Data entries
=-=-=-=-=

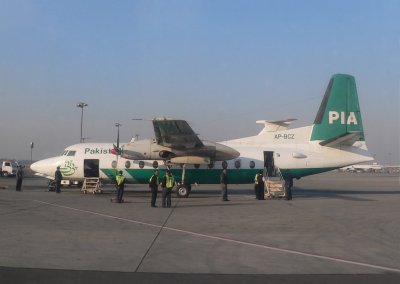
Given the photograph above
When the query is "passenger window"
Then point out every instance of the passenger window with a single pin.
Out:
(71, 153)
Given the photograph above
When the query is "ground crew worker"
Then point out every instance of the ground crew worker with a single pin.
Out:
(120, 181)
(255, 186)
(260, 185)
(167, 185)
(153, 184)
(224, 185)
(57, 179)
(288, 186)
(20, 177)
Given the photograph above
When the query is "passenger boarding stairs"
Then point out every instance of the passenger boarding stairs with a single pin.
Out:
(91, 185)
(274, 184)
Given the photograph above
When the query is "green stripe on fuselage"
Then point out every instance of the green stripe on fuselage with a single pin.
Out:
(209, 176)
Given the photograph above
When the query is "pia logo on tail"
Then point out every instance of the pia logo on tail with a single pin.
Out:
(335, 116)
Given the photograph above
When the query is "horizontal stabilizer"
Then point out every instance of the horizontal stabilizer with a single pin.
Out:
(346, 139)
(275, 125)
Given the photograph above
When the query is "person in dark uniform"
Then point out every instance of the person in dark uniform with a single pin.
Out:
(20, 177)
(288, 186)
(153, 184)
(260, 186)
(224, 185)
(167, 185)
(120, 182)
(57, 179)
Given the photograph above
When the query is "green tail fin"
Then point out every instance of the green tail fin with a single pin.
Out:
(339, 113)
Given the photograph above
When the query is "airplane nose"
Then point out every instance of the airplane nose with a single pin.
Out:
(37, 167)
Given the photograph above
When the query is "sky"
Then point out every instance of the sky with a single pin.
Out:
(221, 65)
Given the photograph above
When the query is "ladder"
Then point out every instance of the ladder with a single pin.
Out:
(91, 185)
(275, 185)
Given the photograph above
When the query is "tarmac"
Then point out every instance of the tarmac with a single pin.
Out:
(339, 227)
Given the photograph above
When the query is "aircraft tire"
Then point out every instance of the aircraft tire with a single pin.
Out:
(183, 190)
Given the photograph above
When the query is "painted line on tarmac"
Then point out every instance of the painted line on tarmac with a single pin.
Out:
(290, 251)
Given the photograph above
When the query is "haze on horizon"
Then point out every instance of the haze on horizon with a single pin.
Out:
(220, 65)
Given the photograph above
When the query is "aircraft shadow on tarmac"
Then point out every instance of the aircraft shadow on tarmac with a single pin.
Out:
(340, 194)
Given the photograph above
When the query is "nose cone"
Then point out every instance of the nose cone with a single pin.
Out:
(224, 152)
(37, 167)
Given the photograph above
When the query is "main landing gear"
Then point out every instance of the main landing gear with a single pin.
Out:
(183, 189)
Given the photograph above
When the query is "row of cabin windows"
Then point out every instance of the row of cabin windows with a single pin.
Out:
(69, 153)
(237, 164)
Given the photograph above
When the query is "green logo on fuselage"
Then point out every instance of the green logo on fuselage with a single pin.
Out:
(68, 169)
(97, 151)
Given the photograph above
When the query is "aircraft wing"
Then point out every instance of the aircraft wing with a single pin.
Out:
(176, 134)
(346, 139)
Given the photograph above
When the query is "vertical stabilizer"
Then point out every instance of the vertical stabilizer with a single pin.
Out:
(339, 114)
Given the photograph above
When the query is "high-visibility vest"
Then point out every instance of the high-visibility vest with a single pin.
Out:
(170, 181)
(120, 179)
(152, 178)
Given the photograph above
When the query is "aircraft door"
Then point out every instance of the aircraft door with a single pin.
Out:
(269, 166)
(91, 167)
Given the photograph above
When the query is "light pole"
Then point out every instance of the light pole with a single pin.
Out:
(31, 145)
(118, 125)
(81, 105)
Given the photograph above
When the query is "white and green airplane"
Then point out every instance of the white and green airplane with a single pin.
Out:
(335, 140)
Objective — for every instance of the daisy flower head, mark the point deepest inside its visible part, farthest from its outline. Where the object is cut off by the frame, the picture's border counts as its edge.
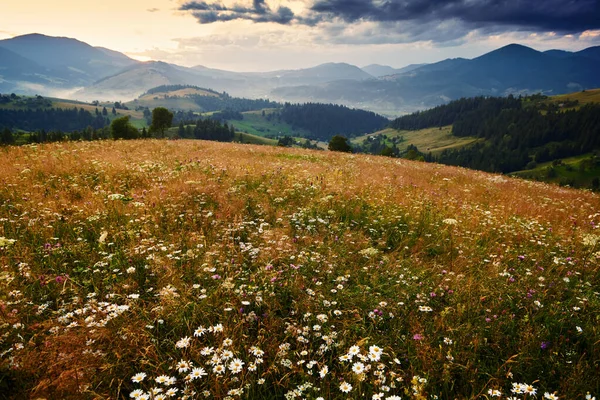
(345, 387)
(236, 365)
(183, 343)
(358, 368)
(197, 373)
(137, 378)
(136, 394)
(323, 371)
(219, 369)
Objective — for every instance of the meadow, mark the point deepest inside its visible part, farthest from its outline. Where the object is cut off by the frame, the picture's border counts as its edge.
(191, 269)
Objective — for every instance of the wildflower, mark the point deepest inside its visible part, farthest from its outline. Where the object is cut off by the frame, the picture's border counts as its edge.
(353, 350)
(345, 387)
(183, 343)
(197, 373)
(530, 390)
(323, 371)
(183, 366)
(219, 369)
(137, 378)
(358, 368)
(236, 365)
(226, 354)
(199, 331)
(136, 394)
(102, 237)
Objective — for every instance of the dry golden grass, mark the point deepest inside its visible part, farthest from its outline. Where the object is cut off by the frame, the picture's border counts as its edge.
(192, 233)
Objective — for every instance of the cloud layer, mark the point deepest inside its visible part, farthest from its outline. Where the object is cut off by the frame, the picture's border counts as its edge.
(388, 21)
(259, 11)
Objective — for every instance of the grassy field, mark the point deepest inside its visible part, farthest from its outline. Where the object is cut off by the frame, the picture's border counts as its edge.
(165, 269)
(240, 137)
(256, 124)
(433, 140)
(176, 99)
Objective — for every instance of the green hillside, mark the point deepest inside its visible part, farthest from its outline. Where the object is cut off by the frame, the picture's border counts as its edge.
(265, 123)
(434, 140)
(581, 172)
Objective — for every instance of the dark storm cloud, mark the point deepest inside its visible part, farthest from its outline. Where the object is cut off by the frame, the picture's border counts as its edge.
(207, 13)
(534, 15)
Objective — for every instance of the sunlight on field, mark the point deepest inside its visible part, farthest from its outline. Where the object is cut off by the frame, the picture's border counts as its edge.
(165, 269)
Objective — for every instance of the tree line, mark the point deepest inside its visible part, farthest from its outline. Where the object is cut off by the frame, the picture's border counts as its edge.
(517, 133)
(55, 119)
(327, 120)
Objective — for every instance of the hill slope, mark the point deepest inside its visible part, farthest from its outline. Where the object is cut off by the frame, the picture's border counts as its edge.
(75, 61)
(261, 267)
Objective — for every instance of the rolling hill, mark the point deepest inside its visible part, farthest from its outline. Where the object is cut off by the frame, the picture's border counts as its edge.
(39, 64)
(76, 63)
(512, 69)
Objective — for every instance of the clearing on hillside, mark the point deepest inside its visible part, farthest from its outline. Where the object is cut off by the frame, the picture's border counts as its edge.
(153, 269)
(434, 140)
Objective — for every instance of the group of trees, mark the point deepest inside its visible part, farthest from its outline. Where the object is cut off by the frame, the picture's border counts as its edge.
(206, 129)
(225, 102)
(9, 137)
(162, 119)
(517, 132)
(327, 120)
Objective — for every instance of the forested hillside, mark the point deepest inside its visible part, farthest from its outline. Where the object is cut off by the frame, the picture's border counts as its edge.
(68, 120)
(518, 132)
(326, 120)
(206, 100)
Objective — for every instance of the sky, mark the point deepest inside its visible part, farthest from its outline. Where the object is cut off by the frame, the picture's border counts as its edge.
(265, 35)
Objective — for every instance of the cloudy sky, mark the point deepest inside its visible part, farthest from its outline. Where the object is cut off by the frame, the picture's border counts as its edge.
(260, 35)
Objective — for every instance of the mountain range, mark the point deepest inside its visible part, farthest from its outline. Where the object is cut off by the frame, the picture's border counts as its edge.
(39, 64)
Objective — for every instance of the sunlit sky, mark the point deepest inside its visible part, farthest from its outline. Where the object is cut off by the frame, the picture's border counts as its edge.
(261, 35)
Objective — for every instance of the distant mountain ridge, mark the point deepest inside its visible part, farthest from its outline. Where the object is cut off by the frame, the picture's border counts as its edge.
(39, 64)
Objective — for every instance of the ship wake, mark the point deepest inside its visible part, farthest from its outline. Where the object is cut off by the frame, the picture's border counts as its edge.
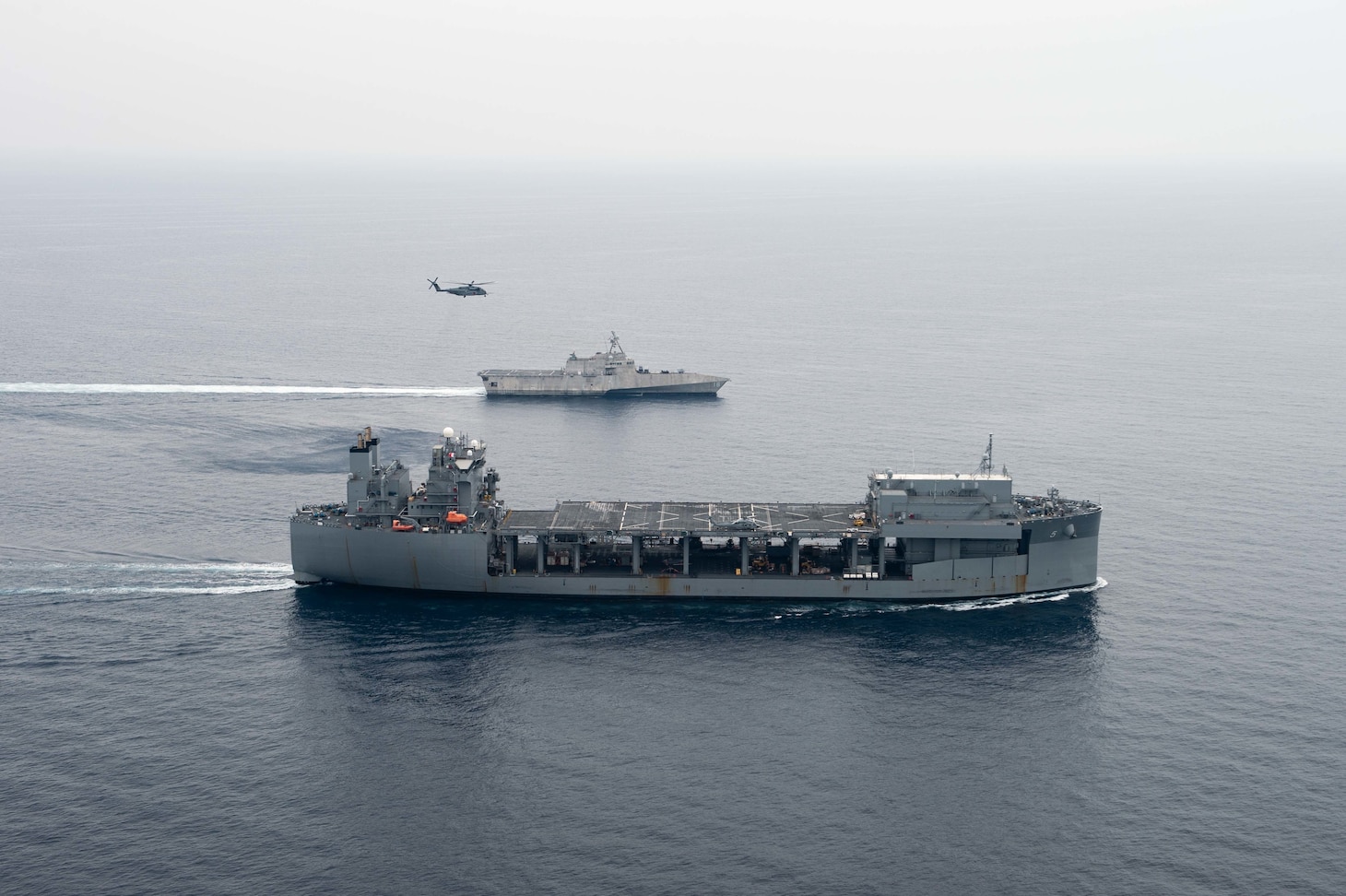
(59, 583)
(231, 389)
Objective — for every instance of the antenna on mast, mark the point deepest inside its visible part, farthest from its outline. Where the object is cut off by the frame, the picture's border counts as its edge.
(986, 467)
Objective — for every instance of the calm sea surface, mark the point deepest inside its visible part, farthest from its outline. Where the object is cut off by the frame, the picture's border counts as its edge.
(178, 717)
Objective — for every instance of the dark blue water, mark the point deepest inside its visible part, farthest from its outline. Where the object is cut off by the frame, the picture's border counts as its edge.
(179, 719)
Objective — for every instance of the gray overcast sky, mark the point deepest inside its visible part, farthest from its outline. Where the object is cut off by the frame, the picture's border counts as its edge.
(685, 79)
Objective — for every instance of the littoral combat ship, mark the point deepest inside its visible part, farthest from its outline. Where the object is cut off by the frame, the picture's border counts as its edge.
(605, 373)
(915, 537)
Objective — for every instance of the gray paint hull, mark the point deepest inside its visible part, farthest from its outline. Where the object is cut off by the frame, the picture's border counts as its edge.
(456, 562)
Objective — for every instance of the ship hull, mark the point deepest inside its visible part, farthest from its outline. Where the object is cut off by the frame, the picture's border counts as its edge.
(458, 564)
(559, 385)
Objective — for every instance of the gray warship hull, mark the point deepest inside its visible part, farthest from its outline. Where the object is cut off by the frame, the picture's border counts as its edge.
(916, 538)
(610, 373)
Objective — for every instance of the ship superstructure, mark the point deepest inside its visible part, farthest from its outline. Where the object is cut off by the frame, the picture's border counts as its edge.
(913, 537)
(605, 373)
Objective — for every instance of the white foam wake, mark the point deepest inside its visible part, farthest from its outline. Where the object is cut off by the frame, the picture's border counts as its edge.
(210, 389)
(101, 582)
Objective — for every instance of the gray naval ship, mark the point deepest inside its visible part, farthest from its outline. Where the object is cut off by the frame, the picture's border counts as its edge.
(913, 537)
(605, 373)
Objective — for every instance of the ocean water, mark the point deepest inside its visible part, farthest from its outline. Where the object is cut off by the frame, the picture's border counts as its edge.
(186, 356)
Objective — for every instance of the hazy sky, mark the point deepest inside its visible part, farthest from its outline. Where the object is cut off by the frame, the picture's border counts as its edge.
(685, 79)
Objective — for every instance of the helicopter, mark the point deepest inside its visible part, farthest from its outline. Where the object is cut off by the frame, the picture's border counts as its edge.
(462, 289)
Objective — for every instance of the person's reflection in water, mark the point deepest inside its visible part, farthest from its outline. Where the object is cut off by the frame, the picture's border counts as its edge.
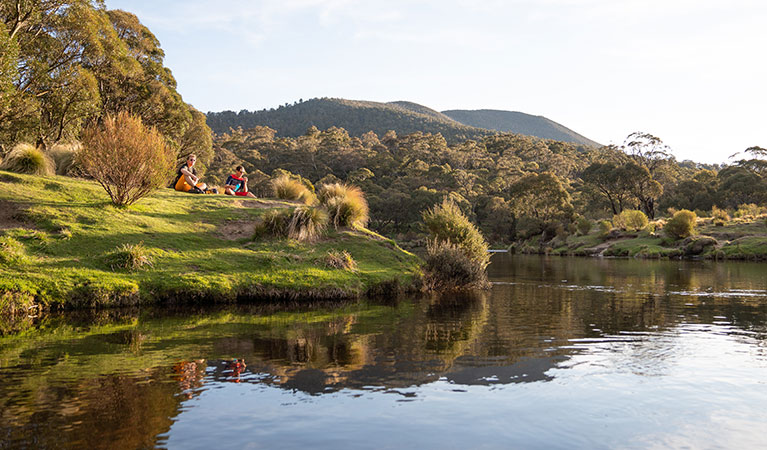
(234, 368)
(188, 375)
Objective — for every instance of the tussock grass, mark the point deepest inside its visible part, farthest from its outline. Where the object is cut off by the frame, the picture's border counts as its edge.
(346, 205)
(27, 159)
(340, 260)
(129, 257)
(287, 188)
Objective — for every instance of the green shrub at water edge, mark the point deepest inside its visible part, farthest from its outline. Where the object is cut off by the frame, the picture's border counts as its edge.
(346, 205)
(26, 158)
(448, 266)
(630, 220)
(11, 252)
(682, 225)
(287, 188)
(129, 257)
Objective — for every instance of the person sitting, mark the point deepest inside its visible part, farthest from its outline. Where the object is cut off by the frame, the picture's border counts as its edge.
(187, 179)
(237, 184)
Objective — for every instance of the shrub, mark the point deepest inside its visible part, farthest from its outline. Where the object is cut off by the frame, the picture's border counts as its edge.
(604, 227)
(11, 252)
(129, 257)
(25, 158)
(630, 220)
(682, 225)
(128, 159)
(749, 210)
(64, 157)
(583, 225)
(287, 188)
(448, 267)
(306, 223)
(346, 205)
(452, 233)
(340, 260)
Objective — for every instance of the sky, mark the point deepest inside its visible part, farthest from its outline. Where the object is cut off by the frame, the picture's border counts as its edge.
(691, 72)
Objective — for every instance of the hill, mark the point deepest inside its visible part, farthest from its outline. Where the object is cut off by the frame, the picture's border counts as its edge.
(520, 123)
(57, 236)
(356, 117)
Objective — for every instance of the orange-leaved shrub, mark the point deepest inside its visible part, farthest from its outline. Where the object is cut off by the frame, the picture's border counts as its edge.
(128, 159)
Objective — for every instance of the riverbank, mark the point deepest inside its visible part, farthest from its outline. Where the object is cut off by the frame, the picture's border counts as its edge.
(60, 237)
(740, 239)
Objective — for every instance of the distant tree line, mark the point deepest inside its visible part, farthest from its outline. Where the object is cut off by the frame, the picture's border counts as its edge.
(512, 186)
(66, 63)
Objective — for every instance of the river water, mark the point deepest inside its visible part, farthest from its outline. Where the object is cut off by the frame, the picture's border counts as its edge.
(561, 353)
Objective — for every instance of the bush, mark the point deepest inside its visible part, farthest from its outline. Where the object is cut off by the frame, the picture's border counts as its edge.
(630, 220)
(129, 257)
(126, 158)
(583, 225)
(64, 157)
(287, 188)
(446, 224)
(25, 158)
(448, 267)
(682, 225)
(11, 252)
(346, 205)
(340, 260)
(719, 215)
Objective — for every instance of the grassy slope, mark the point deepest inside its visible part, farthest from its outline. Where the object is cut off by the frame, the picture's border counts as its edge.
(67, 227)
(741, 239)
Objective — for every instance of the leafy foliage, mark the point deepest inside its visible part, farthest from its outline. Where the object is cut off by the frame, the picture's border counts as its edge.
(126, 158)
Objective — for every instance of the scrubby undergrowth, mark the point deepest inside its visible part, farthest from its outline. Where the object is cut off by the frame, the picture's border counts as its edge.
(72, 248)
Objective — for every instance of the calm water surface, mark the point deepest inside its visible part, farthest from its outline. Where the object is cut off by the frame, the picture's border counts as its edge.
(561, 353)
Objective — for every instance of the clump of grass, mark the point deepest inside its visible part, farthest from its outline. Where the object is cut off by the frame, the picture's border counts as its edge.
(129, 257)
(64, 158)
(346, 205)
(304, 223)
(630, 220)
(340, 260)
(449, 267)
(26, 158)
(287, 188)
(682, 225)
(11, 252)
(583, 226)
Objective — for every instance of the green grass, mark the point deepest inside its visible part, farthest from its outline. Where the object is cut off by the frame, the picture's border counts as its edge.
(69, 229)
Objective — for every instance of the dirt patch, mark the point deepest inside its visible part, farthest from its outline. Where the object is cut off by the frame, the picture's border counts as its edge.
(236, 229)
(12, 215)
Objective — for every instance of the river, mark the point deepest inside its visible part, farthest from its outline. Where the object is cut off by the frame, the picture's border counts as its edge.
(560, 353)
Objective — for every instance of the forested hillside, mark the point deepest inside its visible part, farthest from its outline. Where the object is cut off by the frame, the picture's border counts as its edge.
(356, 117)
(517, 122)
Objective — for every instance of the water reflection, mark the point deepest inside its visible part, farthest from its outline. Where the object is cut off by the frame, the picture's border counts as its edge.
(137, 375)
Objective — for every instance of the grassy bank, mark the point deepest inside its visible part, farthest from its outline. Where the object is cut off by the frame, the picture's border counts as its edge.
(59, 239)
(740, 239)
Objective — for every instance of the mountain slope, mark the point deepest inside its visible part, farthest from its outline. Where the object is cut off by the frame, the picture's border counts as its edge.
(356, 117)
(517, 122)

=-=-=-=-=

**REQUIRED WORK**
Among the entries above, copy exactly only the lines starting with the one containing "Then point out every instance of the green logo" and going through the one containing "Then point out every instance of the vertical", both ends included.

**REPLY TO THE TASK**
Then point out every instance of the green logo on fuselage with a single pin.
Out:
(68, 169)
(97, 151)
Given the photograph above
When the query is "aircraft wing"
Then point out every instance of the aircraft wing with a single pin.
Out:
(176, 134)
(346, 139)
Given the photograph above
When the query is "vertical stabilizer"
Then point out every instance of the vertical stabilizer with a single pin.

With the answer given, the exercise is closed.